* STATED PROBLEM *
Reproduce verbatim the lines of the records, beginning with the line that contains "the forest floor" and continuing through the line that contains "x=433 y=152", with both of those lines included.

* INFORMATION GIVEN *
-- START --
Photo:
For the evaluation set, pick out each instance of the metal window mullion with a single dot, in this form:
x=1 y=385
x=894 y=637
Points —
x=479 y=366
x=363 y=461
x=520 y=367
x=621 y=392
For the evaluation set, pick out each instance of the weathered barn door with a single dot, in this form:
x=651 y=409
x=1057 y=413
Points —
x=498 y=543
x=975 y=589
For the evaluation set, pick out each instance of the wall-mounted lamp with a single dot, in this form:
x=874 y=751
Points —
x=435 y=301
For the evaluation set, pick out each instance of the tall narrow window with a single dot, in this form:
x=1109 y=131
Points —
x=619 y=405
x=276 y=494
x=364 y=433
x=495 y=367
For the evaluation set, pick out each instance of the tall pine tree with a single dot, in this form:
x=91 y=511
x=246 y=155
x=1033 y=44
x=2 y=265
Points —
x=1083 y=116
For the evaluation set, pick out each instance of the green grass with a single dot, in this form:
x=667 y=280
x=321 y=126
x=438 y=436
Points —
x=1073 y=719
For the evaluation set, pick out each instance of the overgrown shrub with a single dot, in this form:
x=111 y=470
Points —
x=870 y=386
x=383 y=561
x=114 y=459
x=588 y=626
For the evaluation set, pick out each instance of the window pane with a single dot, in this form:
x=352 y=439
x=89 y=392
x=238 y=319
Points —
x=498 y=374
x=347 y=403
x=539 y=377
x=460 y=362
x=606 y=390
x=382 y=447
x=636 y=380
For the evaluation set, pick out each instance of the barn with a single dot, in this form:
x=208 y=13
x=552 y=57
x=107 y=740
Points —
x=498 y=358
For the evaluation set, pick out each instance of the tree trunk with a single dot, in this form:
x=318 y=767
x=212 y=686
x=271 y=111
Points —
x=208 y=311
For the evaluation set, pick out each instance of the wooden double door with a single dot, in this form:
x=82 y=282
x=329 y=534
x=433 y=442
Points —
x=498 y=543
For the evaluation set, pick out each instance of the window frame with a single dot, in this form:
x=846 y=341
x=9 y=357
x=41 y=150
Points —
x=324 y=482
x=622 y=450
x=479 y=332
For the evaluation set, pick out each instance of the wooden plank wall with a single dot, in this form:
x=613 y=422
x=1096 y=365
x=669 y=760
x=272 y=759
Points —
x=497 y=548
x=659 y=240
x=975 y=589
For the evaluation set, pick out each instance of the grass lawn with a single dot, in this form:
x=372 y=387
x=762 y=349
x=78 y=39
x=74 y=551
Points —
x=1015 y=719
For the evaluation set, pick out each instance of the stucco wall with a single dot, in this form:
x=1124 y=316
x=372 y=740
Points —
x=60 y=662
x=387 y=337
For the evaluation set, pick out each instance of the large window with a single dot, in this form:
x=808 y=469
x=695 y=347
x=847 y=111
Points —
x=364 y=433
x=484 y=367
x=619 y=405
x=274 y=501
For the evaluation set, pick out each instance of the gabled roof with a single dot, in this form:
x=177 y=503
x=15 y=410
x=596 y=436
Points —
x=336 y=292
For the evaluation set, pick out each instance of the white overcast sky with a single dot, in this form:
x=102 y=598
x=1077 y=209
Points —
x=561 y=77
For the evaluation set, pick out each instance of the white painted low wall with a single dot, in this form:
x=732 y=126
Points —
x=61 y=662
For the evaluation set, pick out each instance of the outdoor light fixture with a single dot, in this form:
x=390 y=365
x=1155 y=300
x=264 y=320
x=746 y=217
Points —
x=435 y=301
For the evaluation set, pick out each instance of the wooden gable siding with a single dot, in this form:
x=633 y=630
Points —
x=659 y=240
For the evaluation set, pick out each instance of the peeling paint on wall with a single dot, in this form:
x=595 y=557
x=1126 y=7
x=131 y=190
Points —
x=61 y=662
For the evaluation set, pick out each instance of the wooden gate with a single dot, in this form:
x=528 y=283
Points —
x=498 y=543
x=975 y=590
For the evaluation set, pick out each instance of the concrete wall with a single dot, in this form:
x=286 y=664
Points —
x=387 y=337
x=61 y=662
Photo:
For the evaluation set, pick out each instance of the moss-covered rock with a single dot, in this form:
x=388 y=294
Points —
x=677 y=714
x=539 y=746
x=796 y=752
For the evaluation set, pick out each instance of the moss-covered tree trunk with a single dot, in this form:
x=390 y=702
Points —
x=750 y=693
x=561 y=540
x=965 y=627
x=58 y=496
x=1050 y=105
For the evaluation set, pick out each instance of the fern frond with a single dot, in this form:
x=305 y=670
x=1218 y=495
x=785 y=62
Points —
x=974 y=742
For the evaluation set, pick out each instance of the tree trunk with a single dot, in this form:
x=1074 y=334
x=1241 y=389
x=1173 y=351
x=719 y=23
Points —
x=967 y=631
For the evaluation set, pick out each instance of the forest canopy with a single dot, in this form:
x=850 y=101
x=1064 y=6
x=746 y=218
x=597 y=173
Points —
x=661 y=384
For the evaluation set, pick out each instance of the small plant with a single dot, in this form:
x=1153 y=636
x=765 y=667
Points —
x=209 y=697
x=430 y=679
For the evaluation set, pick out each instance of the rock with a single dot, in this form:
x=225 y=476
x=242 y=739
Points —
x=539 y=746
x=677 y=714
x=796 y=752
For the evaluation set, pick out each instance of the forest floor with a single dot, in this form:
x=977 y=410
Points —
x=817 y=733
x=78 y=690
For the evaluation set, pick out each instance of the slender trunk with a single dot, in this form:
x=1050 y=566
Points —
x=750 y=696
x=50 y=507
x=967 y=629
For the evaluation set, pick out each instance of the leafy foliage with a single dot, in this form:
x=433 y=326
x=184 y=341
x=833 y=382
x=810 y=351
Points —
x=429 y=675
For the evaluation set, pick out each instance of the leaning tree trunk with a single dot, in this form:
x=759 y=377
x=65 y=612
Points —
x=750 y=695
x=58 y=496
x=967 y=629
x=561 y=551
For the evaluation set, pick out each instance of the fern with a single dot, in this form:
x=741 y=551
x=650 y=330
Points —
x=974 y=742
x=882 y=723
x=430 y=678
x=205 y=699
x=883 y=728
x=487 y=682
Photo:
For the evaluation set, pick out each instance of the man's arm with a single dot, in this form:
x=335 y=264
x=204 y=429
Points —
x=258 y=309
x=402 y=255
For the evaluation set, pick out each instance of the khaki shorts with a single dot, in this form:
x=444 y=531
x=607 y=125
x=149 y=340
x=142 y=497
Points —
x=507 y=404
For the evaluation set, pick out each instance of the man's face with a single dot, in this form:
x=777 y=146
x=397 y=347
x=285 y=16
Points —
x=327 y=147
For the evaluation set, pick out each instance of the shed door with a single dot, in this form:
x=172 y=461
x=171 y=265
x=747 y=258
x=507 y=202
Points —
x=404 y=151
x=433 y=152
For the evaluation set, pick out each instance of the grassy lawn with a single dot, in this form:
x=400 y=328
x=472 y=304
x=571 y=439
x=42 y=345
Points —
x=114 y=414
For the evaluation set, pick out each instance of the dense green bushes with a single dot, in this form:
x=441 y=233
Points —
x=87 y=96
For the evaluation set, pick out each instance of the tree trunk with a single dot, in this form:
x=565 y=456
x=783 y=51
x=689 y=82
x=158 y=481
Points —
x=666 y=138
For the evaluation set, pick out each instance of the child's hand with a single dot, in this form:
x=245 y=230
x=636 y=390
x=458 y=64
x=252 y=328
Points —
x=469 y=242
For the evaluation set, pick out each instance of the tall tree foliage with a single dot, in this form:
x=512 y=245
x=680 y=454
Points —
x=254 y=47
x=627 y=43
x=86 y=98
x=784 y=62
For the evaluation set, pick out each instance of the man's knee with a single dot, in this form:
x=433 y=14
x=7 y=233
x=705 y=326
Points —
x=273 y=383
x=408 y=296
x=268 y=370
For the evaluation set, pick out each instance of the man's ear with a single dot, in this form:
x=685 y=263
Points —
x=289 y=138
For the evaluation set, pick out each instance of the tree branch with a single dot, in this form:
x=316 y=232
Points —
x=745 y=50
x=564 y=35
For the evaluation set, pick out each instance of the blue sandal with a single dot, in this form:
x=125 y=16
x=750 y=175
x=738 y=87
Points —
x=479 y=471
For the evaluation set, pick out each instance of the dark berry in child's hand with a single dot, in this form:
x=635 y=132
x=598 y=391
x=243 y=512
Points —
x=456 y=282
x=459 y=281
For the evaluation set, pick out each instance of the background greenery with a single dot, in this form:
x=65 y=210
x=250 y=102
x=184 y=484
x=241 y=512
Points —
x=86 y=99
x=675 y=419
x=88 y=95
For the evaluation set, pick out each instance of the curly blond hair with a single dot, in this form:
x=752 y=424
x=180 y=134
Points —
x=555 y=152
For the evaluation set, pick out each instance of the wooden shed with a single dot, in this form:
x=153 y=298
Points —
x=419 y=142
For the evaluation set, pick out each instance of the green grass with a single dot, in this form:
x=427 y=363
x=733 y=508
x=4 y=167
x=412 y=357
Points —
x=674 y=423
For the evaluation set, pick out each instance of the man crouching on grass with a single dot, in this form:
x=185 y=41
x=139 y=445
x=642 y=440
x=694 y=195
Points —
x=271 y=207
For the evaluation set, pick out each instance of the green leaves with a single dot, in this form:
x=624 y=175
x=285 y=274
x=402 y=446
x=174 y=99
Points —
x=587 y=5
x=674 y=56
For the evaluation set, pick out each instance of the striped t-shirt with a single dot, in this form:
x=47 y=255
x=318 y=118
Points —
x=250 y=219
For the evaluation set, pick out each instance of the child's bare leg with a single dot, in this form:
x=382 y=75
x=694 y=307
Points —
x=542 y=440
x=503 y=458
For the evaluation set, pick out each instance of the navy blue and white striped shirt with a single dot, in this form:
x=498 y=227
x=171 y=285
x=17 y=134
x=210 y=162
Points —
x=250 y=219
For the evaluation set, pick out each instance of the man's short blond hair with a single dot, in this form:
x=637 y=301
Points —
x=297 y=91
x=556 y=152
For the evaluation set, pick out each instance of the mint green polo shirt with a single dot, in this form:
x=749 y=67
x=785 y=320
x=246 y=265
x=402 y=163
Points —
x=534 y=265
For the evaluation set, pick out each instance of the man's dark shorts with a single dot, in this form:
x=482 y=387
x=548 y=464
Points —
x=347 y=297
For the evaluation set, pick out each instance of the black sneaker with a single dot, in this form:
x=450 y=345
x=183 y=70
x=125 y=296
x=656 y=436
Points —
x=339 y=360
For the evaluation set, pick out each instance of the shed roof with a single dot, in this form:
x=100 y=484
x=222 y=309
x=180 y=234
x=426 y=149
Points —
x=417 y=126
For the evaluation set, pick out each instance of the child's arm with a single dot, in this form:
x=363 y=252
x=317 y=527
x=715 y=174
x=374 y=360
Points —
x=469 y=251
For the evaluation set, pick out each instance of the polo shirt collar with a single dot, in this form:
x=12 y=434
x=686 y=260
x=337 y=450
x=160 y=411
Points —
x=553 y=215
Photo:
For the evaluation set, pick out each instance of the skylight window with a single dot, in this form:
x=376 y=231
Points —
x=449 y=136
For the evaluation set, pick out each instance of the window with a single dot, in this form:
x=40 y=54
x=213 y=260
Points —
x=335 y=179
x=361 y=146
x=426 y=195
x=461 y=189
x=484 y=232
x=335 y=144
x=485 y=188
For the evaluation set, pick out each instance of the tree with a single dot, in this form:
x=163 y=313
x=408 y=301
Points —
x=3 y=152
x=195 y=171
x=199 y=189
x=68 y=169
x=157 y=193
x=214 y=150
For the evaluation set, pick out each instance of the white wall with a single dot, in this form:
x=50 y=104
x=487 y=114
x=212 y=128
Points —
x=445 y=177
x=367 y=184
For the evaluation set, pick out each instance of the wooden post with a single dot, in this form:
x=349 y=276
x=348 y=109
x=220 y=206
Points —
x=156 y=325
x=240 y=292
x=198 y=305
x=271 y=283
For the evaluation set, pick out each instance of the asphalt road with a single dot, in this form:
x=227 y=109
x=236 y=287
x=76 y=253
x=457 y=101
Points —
-- END --
* EXERCISE OUTPUT *
For the evaluation set, pick out each instance of the forest floor with a single dot, in this form:
x=977 y=410
Points —
x=817 y=733
x=78 y=690
For the evaluation set, pick out each instance of the slender trunk with a single dot, in this form:
x=1050 y=566
Points —
x=750 y=696
x=50 y=507
x=967 y=629
For the evaluation set, pick out each instance of the leafy foliage with a single dot, in this form:
x=433 y=326
x=184 y=341
x=833 y=382
x=810 y=351
Points —
x=429 y=675
For the evaluation set, pick out each instance of the leaning tree trunk with a single dot, in this form:
x=759 y=377
x=65 y=612
Points —
x=750 y=695
x=58 y=496
x=967 y=629
x=561 y=551
For the evaluation set, pick out each instance of the fern with a single dot, in this form:
x=741 y=551
x=650 y=330
Points —
x=974 y=742
x=882 y=723
x=430 y=678
x=205 y=699
x=883 y=728
x=487 y=682
Photo:
For the evaluation set, pick out each instance of the man's arm with a single dot, in this form:
x=335 y=264
x=204 y=429
Points —
x=258 y=309
x=402 y=255
For the evaluation set, pick out each instance of the khaki shorts with a single dot, in this form:
x=444 y=531
x=607 y=125
x=149 y=340
x=142 y=497
Points —
x=507 y=404
For the evaluation set, pick out each instance of the man's face with a single dot, in this form:
x=777 y=146
x=397 y=347
x=285 y=16
Points —
x=327 y=147
For the evaluation set, pick out each instance of the shed door with a single dot, in this form:
x=172 y=461
x=171 y=265
x=747 y=258
x=507 y=202
Points —
x=404 y=151
x=433 y=152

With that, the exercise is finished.